Your task: Repeat every line of the data verbatim.

Records from a dataset
★ ★ ★

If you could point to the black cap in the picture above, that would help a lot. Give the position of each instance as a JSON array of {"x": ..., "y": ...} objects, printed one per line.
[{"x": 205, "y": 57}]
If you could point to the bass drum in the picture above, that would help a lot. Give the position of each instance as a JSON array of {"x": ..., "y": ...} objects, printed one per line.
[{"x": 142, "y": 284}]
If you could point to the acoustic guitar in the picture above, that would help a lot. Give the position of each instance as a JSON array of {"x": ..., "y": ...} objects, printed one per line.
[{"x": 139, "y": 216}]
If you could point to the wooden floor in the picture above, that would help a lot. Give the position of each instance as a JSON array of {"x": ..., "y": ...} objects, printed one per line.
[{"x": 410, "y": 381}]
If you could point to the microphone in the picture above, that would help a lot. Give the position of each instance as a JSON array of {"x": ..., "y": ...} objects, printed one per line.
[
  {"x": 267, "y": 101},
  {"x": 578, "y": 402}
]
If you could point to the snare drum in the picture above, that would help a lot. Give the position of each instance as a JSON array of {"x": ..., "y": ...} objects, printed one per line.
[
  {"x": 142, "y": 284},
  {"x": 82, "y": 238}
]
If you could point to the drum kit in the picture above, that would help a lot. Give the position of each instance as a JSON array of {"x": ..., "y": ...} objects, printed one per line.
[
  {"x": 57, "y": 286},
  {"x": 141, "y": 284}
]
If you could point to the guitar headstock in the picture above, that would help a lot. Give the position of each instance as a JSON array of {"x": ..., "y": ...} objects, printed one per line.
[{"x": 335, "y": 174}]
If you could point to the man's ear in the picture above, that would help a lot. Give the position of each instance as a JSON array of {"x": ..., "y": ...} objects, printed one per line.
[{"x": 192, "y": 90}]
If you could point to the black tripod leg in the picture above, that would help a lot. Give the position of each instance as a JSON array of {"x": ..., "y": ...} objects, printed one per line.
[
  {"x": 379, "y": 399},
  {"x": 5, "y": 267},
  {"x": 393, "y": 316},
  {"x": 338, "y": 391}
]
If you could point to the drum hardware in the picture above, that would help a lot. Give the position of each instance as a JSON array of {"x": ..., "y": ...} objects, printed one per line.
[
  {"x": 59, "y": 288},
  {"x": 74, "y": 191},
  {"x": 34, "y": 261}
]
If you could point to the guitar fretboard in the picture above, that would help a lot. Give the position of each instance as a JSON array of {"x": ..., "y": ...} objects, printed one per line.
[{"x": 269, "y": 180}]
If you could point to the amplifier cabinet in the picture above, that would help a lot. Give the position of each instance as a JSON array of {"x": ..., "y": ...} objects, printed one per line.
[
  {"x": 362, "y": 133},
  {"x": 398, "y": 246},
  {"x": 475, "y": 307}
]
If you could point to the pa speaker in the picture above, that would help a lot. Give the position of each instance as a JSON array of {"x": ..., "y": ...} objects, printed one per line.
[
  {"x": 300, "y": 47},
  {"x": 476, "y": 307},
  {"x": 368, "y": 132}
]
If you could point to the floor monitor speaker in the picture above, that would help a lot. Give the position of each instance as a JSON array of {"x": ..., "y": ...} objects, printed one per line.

★ ★ ★

Task answer:
If you could point to the black cap in the picture above, that would help a lot. Give the position of each instance as a JSON array of {"x": ..., "y": ...} objects, printed one per line.
[{"x": 205, "y": 57}]
If you could point to the bass drum in the picture above, that would help a lot. Give the position of each instance as a JSON array of {"x": ..., "y": ...} objects, printed one per line.
[{"x": 142, "y": 284}]
If you could point to the acoustic guitar in the picture above, that would help a lot. Give the position of each instance as a JSON array of {"x": ..., "y": ...} objects, printed one per line.
[{"x": 139, "y": 216}]
If you could point to the wooden floor in the picture above, that would help a lot. Give the position of each instance as a JSON array of {"x": ..., "y": ...} objects, printed one per line.
[{"x": 410, "y": 381}]
If you could point to the microphone in the picture above, that would help a lot. Give the position of each instance as a JSON array of {"x": ..., "y": ...} objects, printed one per line.
[
  {"x": 267, "y": 101},
  {"x": 578, "y": 402}
]
If you could point to the snare drum in the picture above, that would help a lot. Give the position of each instance as a JSON array of {"x": ..., "y": ...} objects, printed one per line.
[
  {"x": 142, "y": 284},
  {"x": 82, "y": 238}
]
If you could point to the drum kit in the picture above, that would help a lot. Give the position of each instance as a JSON array of {"x": ..., "y": ...} objects, printed one per line.
[
  {"x": 57, "y": 286},
  {"x": 141, "y": 284}
]
If you could point to the guitar headstock in the picture above, that would help a lot. Give the position of each instance as a JSON array of {"x": ..., "y": ...} objects, printed one per line.
[{"x": 335, "y": 174}]
If you could point to the man's ear in the picture above, that would help a lot. Give the position of each instance as a JSON array of {"x": ..., "y": ...} objects, printed one per line.
[{"x": 192, "y": 90}]
If you could point to the black tripod leg in the picture above, that would help a lot. Give the position of each instance as a JSON array of {"x": ..., "y": ...} objects, printed one per line.
[
  {"x": 379, "y": 399},
  {"x": 5, "y": 267},
  {"x": 393, "y": 316},
  {"x": 338, "y": 391}
]
If you could point to the drum hardware in the picture above, that would help a lot. Give the position of each instance as a JSON array of {"x": ..., "y": ...} objects, printed one per line.
[
  {"x": 59, "y": 288},
  {"x": 74, "y": 191},
  {"x": 34, "y": 261}
]
If you could point to the guitar fretboard in the picture above, that would help a lot. Give the position of each instance as a JSON array of {"x": ..., "y": ...} objects, printed one per line.
[{"x": 269, "y": 180}]
If you could point to the amplifier cabinet in the picture above, that would help a lot. Give the position of each instance as a JSON array of {"x": ..., "y": ...} objects, printed one per line.
[
  {"x": 362, "y": 133},
  {"x": 398, "y": 246},
  {"x": 475, "y": 307}
]
If you could point to the pa speaker in the picture above, that would help a lot. Give the position of each instance as a JSON array of {"x": ..., "y": ...} objects, printed one per line.
[
  {"x": 300, "y": 47},
  {"x": 476, "y": 307},
  {"x": 368, "y": 132}
]
If you could point to the floor monitor speaker in the picture above, that would help a lot. Give the position of each instance as a JSON array of {"x": ..., "y": ...} objects, printed one per line.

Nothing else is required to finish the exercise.